Exercises to complete:
a) In the blog entry, who owns the apartment the writer plans to move back into?
b) Duplicate the blog entry word for word from "Why is life" to "want to scream!".


    Despite this frustration, I did find a few security guard jobs in my area. I have worked security before when I’ve needed money between information technology jobs and I even did it when I was last on SSDI so I think I’ll spend some time today and apply. I’ll feel less frustrated and like I’ve accomplished something. But I cannot help but feel grouchy over the whole affair. I mean you would think Social Security would want me to go back to work, right!?

    I don’t really want to go back to working security but I will do it because the money is good, the stress is low, and the job is generally easy. The extra money per month will help out a great deal too. It means I’ll have more money to be able to see Denisse and spend time with her. That will be good for me and her. I just don’t know how it will all work with transportation yet. I know I have access to paratransit but I don’t know if it will run the hours that I need in which case I’ll probably need the bus. I don’t want to take the bus at night.

    Why is life so needlessly hard in the United States!? The question is rhetorical because I know the answer: we don’t tax the wealthy so there is no money for social welfare systems to make life better for the poor and working class. Everything is artificially means tested to a Federal Poverty Level that is destitution, not poverty. This is the reality that I am in. Man I am so frustrated right now that I want to scream!

  • Some Good News Today

    I have some very good news today. I will be moving back to my old apartment and out of the miserable situation which I am in. Also, my girlfriend will be moving in with me and I am excited about this. My current landlord let me out of the lease with 30 days written notice and I am grateful for that because the place I am in is filthy and really not fit for habitation. It’s very poorly maintained as well. I just now need to coordinate a time to move in with my brother who owns the apartment. My brother is also glad to have me back as a tenant.

Listed records:
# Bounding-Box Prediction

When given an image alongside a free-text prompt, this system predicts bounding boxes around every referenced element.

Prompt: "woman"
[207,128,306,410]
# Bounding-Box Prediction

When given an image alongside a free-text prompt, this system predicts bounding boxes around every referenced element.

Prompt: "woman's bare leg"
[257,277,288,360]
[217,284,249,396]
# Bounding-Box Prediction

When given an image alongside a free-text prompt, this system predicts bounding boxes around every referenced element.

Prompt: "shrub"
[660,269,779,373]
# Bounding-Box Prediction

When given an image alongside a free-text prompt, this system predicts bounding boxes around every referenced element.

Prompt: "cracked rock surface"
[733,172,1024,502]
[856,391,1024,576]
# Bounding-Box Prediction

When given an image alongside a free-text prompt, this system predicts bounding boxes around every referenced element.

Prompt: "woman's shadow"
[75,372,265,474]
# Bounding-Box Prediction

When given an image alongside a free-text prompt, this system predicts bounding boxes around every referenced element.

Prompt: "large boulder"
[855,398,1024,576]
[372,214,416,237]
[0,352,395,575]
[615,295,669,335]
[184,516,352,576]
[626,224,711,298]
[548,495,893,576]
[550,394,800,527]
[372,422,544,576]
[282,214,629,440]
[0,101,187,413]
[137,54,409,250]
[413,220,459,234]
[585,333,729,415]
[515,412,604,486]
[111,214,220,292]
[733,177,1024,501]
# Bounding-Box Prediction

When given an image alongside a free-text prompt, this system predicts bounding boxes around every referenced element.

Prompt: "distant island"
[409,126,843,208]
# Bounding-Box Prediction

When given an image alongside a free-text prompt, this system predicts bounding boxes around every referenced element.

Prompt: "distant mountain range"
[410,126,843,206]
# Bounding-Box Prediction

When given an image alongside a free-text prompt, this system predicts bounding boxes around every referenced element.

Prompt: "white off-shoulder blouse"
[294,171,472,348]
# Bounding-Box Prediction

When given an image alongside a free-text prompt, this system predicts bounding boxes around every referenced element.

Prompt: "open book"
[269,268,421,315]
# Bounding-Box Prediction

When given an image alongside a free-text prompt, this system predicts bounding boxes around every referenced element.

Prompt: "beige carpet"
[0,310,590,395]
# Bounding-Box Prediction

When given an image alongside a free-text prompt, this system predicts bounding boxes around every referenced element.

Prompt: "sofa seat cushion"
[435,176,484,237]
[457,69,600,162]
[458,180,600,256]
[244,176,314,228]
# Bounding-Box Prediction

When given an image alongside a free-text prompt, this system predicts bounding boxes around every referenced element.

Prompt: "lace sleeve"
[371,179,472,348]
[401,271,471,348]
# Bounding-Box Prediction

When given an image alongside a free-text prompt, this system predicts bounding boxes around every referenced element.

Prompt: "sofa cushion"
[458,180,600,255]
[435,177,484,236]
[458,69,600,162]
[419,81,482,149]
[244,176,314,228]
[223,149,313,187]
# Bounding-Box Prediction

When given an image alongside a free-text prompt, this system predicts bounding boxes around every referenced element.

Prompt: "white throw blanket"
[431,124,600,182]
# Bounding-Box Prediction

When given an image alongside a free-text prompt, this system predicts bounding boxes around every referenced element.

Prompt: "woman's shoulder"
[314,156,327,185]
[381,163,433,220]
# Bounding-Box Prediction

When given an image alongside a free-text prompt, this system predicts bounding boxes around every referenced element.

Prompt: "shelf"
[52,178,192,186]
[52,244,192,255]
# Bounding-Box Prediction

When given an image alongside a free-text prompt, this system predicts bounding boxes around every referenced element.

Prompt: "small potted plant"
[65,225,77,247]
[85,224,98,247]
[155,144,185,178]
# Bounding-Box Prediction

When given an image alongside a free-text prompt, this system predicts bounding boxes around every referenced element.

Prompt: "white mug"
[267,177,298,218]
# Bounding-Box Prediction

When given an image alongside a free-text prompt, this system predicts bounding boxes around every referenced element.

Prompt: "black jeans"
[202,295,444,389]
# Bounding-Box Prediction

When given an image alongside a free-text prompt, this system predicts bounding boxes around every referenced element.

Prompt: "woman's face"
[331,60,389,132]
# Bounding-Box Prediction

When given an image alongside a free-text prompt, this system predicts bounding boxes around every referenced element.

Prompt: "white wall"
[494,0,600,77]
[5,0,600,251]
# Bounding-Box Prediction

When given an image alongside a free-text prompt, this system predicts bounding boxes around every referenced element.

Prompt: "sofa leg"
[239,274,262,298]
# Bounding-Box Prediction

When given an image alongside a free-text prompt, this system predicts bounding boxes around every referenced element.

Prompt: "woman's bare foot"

Outputs for the tasks:
a) The writer's brother owns it.

b)
Why is life so needlessly hard in the United States!? The question is rhetorical because I know the answer: we don’t tax the wealthy so there is no money for social welfare systems to make life better for the poor and working class. Everything is artificially means tested to a Federal Poverty Level that is destitution, not poverty. This is the reality that I am in. Man I am so frustrated right now that I want to scream!